◆ **TASK**: Count the lines in the items below that contain the word "player", with case counting. Reply with the number only.

◆ **EXERCISE DATA**:
__________________________________________________

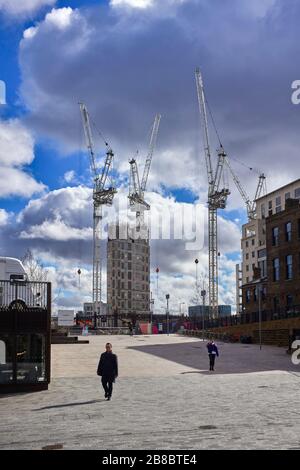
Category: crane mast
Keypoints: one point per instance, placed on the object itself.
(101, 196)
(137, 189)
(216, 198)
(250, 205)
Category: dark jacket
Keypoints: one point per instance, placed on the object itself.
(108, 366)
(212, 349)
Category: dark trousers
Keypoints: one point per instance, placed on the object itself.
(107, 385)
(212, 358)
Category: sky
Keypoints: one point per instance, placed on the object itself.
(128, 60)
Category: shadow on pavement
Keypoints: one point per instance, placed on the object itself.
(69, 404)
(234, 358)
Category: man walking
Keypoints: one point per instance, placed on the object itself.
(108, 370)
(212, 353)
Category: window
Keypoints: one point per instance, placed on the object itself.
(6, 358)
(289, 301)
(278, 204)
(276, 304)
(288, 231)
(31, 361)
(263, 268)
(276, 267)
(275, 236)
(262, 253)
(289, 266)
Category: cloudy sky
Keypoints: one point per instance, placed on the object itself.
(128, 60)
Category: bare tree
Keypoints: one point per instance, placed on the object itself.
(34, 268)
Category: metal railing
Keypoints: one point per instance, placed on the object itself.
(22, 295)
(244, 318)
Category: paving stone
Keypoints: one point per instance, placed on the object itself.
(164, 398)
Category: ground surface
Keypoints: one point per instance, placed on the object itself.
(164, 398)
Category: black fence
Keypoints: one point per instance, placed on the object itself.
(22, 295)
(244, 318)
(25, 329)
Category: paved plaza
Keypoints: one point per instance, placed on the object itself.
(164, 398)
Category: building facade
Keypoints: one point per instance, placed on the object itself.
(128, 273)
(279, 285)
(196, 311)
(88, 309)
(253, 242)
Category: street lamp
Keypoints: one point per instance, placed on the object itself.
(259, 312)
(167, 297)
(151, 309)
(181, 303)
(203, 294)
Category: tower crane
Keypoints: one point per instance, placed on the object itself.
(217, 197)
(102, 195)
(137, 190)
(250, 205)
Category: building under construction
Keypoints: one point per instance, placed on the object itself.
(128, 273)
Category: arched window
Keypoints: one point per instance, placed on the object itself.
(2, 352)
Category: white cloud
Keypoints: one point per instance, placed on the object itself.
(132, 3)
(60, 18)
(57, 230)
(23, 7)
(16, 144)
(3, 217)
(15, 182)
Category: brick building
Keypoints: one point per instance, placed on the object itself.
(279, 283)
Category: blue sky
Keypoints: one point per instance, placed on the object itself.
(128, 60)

__________________________________________________

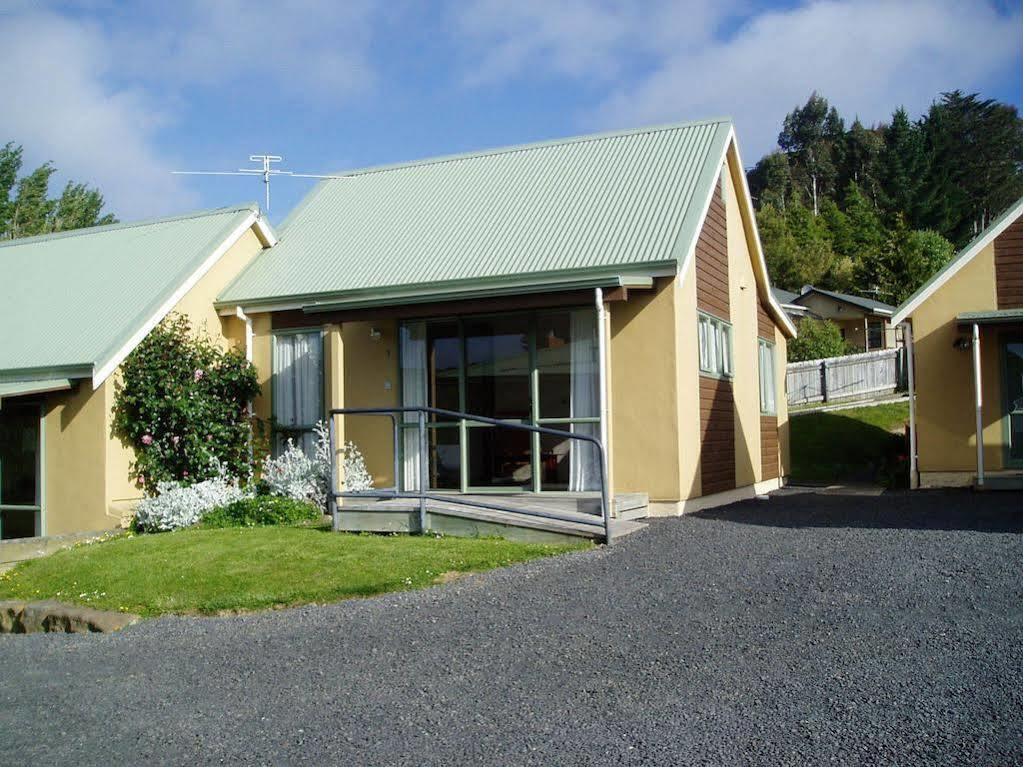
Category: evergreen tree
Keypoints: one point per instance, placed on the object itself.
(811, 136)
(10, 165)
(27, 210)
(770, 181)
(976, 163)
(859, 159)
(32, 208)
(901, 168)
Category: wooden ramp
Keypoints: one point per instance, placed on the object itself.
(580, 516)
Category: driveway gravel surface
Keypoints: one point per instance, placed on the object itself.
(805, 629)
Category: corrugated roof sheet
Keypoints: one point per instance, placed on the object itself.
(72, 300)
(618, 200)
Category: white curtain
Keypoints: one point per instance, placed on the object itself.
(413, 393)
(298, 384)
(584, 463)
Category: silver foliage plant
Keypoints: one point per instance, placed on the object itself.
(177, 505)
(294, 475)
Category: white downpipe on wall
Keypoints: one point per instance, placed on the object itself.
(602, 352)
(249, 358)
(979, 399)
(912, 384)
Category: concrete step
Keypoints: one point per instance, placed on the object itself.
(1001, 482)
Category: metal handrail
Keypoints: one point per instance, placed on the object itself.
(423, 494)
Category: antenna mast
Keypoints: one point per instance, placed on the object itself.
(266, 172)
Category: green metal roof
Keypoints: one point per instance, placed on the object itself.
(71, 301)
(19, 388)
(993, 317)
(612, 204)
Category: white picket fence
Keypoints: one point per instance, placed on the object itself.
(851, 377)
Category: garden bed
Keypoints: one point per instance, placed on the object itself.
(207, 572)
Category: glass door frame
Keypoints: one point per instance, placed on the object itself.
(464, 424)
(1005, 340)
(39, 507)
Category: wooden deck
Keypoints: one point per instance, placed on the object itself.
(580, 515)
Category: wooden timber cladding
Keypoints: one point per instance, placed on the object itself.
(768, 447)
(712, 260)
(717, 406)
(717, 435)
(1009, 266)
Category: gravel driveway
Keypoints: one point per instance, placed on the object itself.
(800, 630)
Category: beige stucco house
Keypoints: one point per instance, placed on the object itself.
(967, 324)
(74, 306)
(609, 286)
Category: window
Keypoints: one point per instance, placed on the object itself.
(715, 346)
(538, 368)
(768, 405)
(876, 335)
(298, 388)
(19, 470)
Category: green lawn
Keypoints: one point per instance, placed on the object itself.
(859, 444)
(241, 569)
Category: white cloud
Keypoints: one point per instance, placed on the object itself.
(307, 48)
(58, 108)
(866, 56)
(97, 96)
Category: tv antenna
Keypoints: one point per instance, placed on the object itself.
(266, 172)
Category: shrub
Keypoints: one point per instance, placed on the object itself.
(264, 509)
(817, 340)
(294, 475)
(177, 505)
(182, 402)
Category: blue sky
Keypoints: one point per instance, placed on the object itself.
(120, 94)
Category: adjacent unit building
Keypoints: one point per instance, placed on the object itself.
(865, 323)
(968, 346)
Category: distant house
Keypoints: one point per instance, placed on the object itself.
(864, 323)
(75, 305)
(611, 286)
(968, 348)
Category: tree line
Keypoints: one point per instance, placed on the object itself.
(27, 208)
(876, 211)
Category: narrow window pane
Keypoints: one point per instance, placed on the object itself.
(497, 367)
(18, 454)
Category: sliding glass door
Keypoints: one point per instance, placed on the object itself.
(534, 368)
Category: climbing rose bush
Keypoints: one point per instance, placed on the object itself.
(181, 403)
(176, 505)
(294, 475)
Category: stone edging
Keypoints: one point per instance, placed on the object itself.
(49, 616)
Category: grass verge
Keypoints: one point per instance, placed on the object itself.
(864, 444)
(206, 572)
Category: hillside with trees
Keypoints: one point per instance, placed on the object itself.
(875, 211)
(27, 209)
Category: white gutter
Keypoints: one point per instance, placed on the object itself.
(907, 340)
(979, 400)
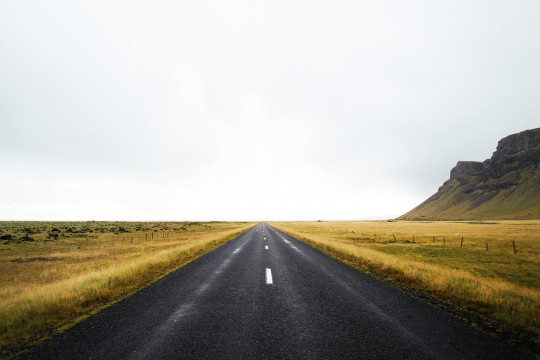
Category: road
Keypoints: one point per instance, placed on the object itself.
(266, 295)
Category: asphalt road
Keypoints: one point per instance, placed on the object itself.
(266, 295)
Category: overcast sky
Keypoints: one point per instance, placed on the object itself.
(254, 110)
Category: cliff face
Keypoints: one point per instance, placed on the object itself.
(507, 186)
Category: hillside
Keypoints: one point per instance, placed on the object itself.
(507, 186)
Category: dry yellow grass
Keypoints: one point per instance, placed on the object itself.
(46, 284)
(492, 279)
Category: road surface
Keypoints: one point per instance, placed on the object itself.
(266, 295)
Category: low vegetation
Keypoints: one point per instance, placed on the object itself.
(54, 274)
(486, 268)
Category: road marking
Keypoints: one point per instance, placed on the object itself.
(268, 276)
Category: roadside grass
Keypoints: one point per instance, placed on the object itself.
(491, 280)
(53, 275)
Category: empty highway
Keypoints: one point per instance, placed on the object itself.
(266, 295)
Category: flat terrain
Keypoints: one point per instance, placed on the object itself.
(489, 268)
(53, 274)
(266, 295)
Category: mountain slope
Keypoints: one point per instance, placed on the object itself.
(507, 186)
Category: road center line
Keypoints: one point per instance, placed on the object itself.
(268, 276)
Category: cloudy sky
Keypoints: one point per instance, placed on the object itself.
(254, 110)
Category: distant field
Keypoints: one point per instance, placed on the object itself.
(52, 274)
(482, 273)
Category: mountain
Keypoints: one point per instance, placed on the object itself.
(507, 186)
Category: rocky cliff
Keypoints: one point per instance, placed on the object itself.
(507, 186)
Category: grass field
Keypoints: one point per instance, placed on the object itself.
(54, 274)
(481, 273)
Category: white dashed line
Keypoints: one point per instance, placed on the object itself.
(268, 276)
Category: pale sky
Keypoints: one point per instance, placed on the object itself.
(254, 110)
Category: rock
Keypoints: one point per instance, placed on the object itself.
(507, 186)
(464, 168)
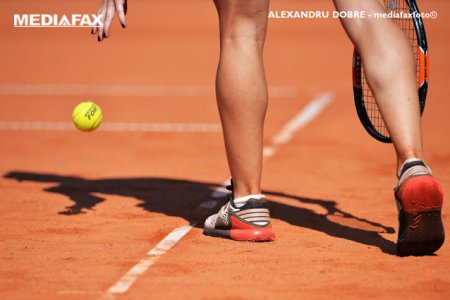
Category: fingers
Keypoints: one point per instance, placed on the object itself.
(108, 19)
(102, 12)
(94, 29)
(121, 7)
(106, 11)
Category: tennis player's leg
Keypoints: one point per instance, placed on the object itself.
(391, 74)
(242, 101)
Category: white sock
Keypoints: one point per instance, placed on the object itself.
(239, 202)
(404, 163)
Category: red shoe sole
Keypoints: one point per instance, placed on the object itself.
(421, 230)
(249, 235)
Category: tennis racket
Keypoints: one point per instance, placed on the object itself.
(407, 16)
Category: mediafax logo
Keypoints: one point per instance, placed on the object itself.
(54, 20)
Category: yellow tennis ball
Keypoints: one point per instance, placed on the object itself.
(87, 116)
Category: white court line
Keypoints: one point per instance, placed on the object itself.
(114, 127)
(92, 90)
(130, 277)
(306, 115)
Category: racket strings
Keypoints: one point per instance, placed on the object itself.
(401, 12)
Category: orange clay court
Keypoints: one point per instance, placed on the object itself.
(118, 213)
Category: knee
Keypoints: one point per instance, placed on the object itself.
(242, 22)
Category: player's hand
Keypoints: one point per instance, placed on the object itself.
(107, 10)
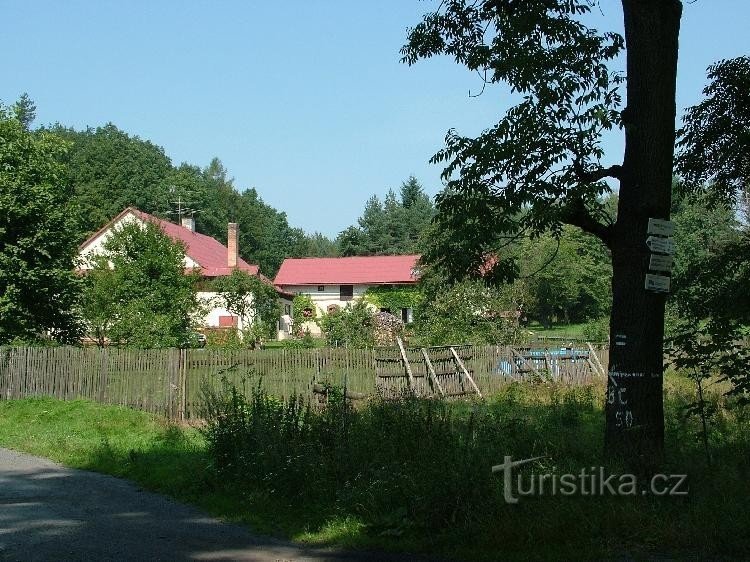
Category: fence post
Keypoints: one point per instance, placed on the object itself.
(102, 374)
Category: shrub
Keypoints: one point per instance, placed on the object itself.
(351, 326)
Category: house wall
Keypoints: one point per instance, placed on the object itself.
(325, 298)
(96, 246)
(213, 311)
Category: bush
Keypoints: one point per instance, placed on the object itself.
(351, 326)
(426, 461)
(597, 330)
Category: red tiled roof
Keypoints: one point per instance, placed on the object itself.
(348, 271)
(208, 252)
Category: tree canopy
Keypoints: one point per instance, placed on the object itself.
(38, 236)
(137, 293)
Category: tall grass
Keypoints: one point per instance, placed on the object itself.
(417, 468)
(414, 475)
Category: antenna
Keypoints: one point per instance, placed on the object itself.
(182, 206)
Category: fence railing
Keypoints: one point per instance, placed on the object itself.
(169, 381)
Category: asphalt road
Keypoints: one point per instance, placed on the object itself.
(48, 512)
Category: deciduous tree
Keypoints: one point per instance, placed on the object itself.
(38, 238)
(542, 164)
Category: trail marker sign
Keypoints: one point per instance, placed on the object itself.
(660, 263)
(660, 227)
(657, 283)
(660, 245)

__________________________________________________

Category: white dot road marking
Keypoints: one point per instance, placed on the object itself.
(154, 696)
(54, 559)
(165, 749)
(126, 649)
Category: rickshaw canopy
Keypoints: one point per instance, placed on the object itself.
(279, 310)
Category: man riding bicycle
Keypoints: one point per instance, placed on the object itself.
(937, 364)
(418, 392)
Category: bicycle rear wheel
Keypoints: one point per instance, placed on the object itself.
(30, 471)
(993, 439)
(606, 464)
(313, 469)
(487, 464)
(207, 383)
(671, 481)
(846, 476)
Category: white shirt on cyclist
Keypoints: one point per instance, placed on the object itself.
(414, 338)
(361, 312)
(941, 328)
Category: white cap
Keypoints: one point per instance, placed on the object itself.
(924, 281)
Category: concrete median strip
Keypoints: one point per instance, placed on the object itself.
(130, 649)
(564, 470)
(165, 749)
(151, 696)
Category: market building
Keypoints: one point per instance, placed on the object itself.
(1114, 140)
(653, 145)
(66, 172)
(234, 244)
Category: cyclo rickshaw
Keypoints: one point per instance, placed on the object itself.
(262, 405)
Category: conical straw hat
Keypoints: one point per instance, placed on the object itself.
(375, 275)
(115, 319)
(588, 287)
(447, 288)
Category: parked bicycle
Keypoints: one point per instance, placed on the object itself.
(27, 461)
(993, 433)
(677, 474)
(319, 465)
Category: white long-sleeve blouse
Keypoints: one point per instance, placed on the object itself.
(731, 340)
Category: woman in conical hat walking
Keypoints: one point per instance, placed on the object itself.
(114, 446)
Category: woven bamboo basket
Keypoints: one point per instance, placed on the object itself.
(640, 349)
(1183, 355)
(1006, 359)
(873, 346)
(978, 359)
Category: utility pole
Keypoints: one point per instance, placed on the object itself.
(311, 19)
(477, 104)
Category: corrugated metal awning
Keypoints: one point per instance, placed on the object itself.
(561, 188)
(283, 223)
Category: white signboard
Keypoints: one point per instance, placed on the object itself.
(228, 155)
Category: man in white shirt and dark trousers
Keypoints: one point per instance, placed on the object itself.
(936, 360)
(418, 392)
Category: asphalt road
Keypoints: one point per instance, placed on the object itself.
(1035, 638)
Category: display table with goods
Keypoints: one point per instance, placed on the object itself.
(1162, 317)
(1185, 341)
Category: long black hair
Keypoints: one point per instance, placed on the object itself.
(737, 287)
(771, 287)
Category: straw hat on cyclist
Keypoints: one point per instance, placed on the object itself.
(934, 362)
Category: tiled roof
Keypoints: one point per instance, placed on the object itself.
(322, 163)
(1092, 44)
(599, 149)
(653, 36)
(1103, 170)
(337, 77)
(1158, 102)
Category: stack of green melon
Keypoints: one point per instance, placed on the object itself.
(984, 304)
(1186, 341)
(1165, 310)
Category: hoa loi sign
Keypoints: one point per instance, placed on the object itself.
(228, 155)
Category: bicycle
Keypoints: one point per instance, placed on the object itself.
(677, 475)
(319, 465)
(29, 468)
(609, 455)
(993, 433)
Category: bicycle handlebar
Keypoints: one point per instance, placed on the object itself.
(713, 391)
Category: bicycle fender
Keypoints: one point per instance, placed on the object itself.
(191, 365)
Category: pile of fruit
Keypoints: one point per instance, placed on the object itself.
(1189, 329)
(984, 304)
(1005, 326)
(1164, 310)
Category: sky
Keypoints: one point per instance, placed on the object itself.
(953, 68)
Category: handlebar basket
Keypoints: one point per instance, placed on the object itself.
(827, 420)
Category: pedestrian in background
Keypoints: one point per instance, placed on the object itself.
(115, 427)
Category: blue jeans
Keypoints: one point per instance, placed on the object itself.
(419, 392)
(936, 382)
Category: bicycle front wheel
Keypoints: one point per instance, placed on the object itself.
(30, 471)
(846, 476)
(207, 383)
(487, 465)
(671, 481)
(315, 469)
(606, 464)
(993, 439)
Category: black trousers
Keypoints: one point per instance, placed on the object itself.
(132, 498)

__________________________________________________

◆ **WRITTEN RESPONSE**: 2